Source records
◇ ◇ ◇ ◇ ◇ ◇ ◇

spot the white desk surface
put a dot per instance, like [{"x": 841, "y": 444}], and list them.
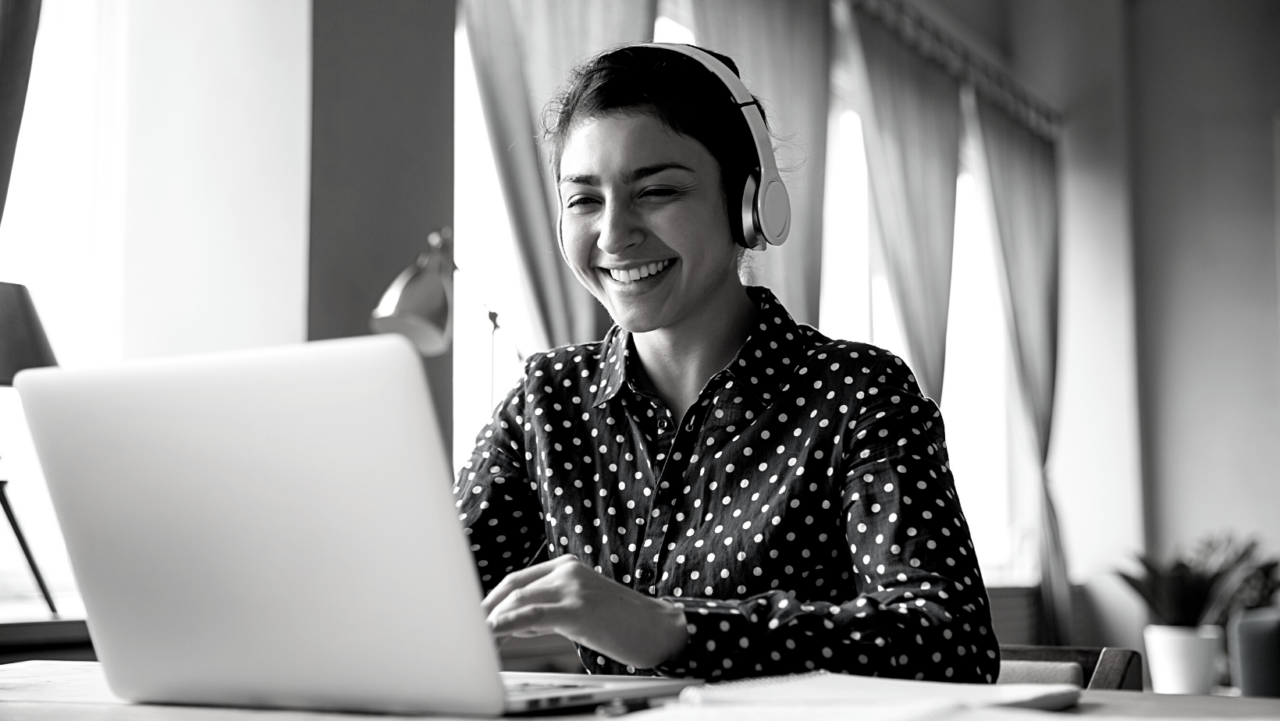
[{"x": 76, "y": 690}]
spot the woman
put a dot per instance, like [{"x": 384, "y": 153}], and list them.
[{"x": 720, "y": 491}]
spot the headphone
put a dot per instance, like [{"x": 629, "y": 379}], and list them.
[{"x": 766, "y": 204}]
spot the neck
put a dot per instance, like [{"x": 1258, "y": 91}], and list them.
[{"x": 680, "y": 360}]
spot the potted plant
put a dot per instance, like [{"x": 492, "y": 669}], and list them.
[{"x": 1189, "y": 599}]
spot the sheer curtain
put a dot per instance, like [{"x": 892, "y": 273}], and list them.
[
  {"x": 18, "y": 22},
  {"x": 781, "y": 50},
  {"x": 1022, "y": 170},
  {"x": 522, "y": 51},
  {"x": 910, "y": 110}
]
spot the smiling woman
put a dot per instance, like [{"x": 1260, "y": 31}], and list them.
[{"x": 721, "y": 491}]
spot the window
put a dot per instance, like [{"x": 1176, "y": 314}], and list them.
[{"x": 993, "y": 475}]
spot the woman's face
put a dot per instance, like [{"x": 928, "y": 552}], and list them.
[{"x": 644, "y": 224}]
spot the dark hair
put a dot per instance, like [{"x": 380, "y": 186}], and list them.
[{"x": 673, "y": 87}]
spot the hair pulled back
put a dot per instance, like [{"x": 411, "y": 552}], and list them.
[{"x": 671, "y": 86}]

◇ ◇ ◇ ◇ ◇ ◇ ◇

> Exercise task: Rewrite the material as a two-column CSV with the headers input and output, starting from the line containing "spot the smiling woman" and continuing through the end of the material. Give one row per input and its output, with each value in a single quoted field and line breaks replaced by spaces.

> Written answer:
input,output
"spot the smiling woman put a dot per instance, like [{""x"": 1260, ""y"": 31}], and list them.","[{""x"": 721, ""y"": 491}]"
"spot the window put a dot per instance, like [{""x"": 1176, ""y"": 314}], and list them.","[{""x"": 993, ""y"": 475}]"
"spot the woman's face put a dot per instance, like [{""x"": 928, ""y"": 552}], and list them.","[{""x"": 644, ""y"": 224}]"
"spot the dark hair put a dot per instance, like [{""x"": 380, ""y"": 186}], and list them.","[{""x"": 673, ""y"": 87}]"
"spot the hair pulled back put a dot per instance, like [{""x"": 411, ""y"": 552}], and list them.","[{""x"": 671, ""y"": 86}]"